(Dataset entries)

-=-=-=-=-

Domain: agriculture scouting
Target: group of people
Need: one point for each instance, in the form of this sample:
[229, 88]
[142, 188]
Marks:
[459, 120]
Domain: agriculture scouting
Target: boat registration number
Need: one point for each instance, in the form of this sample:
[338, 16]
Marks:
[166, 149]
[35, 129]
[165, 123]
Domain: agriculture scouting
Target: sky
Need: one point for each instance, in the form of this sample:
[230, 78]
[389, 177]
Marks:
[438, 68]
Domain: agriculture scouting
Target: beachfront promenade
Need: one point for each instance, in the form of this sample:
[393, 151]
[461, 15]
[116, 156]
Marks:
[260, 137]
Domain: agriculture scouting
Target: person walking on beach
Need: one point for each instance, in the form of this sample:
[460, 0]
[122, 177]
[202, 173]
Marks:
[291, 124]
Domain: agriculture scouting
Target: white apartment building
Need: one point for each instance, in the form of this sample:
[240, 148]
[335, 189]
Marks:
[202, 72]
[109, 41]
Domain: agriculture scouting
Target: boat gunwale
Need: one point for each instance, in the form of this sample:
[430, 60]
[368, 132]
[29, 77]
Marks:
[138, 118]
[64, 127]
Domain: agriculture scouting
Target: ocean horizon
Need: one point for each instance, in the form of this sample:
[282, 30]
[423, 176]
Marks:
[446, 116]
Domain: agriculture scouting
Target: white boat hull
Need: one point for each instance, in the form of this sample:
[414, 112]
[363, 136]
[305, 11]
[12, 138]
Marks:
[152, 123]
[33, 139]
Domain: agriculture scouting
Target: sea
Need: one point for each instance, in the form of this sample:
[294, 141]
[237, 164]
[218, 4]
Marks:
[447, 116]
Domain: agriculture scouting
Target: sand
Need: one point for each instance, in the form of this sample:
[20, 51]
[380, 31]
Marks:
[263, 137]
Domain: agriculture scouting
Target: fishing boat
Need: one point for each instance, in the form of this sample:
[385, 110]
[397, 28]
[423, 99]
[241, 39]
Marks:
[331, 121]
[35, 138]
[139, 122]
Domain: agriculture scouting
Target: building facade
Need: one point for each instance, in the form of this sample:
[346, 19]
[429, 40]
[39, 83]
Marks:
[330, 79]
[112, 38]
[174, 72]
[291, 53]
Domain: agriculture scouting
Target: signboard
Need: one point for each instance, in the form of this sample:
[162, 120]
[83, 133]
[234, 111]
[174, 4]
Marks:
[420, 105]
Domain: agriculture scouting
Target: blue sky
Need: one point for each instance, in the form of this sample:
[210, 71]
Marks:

-=-=-=-=-

Exercise objective:
Repeat the records above with every character intact.

Result for this task:
Domain: agriculture scouting
Target: group of people
Need: one point for each instance, in the form of this sample:
[229, 88]
[142, 188]
Marks:
[459, 120]
Domain: agriculture scouting
Target: boat registration number
Need: one point for each instance, in the form of this sample:
[338, 16]
Marks:
[166, 149]
[35, 129]
[165, 123]
Domain: agriculture scouting
Target: sky
Need: one point for each instance, in the form of this sample:
[230, 78]
[389, 177]
Marks:
[438, 68]
Domain: agriculture scouting
Target: beachfront promenade
Need: one point for each instance, in the form of this sample:
[393, 151]
[461, 15]
[116, 156]
Marks:
[260, 137]
Domain: agriculture scouting
Target: person walking on beach
Need: one point for each instance, in the form of this sample:
[460, 0]
[122, 177]
[202, 173]
Marks:
[291, 124]
Domain: agriculture scouting
Target: white apartment building
Need: one point for each instance, in the form of this sample:
[240, 148]
[335, 189]
Marks:
[202, 72]
[109, 41]
Domain: agriculture scouting
Target: boat gunwale
Need: one point for each instance, in the form of this sample:
[430, 60]
[368, 132]
[29, 77]
Marks:
[138, 118]
[64, 127]
Domain: agriculture scouting
Target: ocean horizon
Need: one point for each instance, in the form of this sample:
[282, 30]
[423, 176]
Marks:
[446, 116]
Domain: agriculture scouting
Target: white boat hull
Need: one point for each instance, in the form of this sample:
[414, 112]
[363, 136]
[305, 11]
[12, 138]
Marks:
[152, 123]
[33, 139]
Domain: agriculture scouting
Target: sea
Need: one point for each instance, in the form of this sample:
[294, 141]
[237, 164]
[218, 4]
Marks:
[447, 116]
Domain: agriculture scouting
Target: sand
Need: one point for each instance, in the form of this sample:
[20, 51]
[380, 31]
Marks:
[263, 137]
Domain: agriculture scouting
Target: fishing boat
Need: one point for each instance, in the form of this sample:
[385, 110]
[397, 28]
[423, 99]
[241, 39]
Marks:
[331, 121]
[35, 138]
[139, 122]
Domain: agriculture scouting
Target: building facade
Need: one point for each instance, in the form of this sample:
[346, 19]
[429, 40]
[39, 83]
Marks:
[330, 79]
[112, 38]
[174, 72]
[291, 53]
Domain: agriculture scouting
Target: signboard
Need: one point for each instance, in the form of this sample:
[162, 120]
[83, 133]
[234, 111]
[174, 4]
Marks:
[420, 105]
Domain: agriculture scouting
Target: blue sky
Need: one point for each instance, in the form of this sample:
[210, 71]
Marks:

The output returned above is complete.